Point-per-instance localization data
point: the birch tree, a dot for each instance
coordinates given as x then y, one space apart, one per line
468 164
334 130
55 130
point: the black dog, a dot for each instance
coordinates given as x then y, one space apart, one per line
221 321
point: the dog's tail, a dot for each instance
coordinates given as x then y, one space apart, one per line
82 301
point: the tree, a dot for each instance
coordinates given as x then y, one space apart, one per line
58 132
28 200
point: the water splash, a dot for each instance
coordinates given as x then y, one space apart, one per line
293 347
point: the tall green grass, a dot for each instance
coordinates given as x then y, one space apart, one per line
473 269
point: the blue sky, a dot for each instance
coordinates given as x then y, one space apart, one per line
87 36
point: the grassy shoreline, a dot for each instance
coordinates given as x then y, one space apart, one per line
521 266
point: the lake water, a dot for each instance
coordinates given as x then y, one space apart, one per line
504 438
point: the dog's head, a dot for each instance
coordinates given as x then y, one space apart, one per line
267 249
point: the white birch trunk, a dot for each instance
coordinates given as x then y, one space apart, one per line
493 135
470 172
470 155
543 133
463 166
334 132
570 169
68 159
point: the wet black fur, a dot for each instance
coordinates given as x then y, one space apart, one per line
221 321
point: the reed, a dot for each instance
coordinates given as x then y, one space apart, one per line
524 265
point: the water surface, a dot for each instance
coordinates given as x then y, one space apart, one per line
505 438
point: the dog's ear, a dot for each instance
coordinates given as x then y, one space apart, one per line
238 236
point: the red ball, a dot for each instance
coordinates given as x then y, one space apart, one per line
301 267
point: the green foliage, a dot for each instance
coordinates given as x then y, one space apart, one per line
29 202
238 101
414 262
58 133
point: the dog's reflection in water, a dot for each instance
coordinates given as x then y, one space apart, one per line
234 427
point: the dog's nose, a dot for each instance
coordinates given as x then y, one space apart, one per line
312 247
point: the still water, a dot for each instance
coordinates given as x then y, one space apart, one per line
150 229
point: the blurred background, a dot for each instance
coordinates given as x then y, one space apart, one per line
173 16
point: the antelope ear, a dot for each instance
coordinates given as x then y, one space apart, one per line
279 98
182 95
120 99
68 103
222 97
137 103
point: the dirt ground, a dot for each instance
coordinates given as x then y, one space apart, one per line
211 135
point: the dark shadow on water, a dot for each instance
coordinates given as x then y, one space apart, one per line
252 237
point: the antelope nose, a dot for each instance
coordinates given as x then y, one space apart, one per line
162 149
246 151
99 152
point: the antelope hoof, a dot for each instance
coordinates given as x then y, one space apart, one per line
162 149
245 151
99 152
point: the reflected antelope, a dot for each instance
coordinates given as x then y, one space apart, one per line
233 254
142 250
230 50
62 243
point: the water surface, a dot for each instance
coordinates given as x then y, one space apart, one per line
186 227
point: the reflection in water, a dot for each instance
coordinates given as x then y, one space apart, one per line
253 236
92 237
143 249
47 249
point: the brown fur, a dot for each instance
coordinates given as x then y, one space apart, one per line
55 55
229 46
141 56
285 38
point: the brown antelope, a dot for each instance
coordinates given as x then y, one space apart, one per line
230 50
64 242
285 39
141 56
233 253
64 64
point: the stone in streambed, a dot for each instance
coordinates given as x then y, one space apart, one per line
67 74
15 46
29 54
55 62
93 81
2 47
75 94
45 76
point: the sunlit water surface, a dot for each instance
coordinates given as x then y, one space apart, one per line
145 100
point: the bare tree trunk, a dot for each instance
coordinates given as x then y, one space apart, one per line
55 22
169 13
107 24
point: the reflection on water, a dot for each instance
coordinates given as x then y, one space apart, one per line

• **Assignment**
Which lines in the records above contain the word "nose"? Return each of them.

• **Answer space**
point: the dog's nose, a dot for each instance
point: the antelope nose, a dot for each instance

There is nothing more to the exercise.